■ EXERCISE DIRECTIONS: Copy out the material below word for word, keeping every line as it is.

■ RECORDS FOR THIS EXERCISE:
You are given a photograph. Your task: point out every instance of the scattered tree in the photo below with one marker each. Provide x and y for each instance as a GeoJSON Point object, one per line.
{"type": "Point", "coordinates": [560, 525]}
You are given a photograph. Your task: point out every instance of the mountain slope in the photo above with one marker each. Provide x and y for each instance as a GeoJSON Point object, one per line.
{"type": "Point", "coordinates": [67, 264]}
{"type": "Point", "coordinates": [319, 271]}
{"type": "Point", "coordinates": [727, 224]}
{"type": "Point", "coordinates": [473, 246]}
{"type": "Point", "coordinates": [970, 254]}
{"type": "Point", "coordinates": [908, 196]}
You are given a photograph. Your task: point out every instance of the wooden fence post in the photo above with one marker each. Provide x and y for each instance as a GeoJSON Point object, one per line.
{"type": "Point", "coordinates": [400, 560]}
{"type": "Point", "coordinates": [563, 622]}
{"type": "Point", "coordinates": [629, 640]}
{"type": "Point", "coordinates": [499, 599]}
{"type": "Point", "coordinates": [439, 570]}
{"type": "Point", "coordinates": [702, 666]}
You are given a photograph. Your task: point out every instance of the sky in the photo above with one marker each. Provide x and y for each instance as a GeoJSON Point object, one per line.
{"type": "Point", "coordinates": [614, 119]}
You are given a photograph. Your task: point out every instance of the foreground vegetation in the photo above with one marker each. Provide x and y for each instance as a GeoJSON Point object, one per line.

■ RESPONSE FOR THIS EXERCISE:
You are given a photograph. Your task: point out every instance of the scattered tree in the photo below with one marker each. Provide x and y for each instance as a GeoJSON Point object, one per line.
{"type": "Point", "coordinates": [560, 525]}
You are given a photograph. Your task: point out every instance of the mountain slope in the photo above with one marker each. Provide x and y for each instance as a GeoJSON Point object, one per line.
{"type": "Point", "coordinates": [67, 264]}
{"type": "Point", "coordinates": [319, 271]}
{"type": "Point", "coordinates": [727, 224]}
{"type": "Point", "coordinates": [473, 246]}
{"type": "Point", "coordinates": [970, 254]}
{"type": "Point", "coordinates": [908, 196]}
You are given a photograph. Your task: point out every instance of the wooden fence post in the photo above with one marker each. Provide x and y for each instance as a GeoJSON Point object, one per line.
{"type": "Point", "coordinates": [400, 560]}
{"type": "Point", "coordinates": [563, 622]}
{"type": "Point", "coordinates": [629, 640]}
{"type": "Point", "coordinates": [499, 599]}
{"type": "Point", "coordinates": [439, 570]}
{"type": "Point", "coordinates": [702, 666]}
You are given a photograph. Your task: point out every instance of the sky in the photo above with one marker each. Provide x and y for each instance as a GeoJSON Point object, one per line.
{"type": "Point", "coordinates": [614, 119]}
You are given a photograph. Your task: point out every instance of the foreground vegetation in the photo above with one marker each. Provide x and y for each instance as a GeoJSON Point object, one per line.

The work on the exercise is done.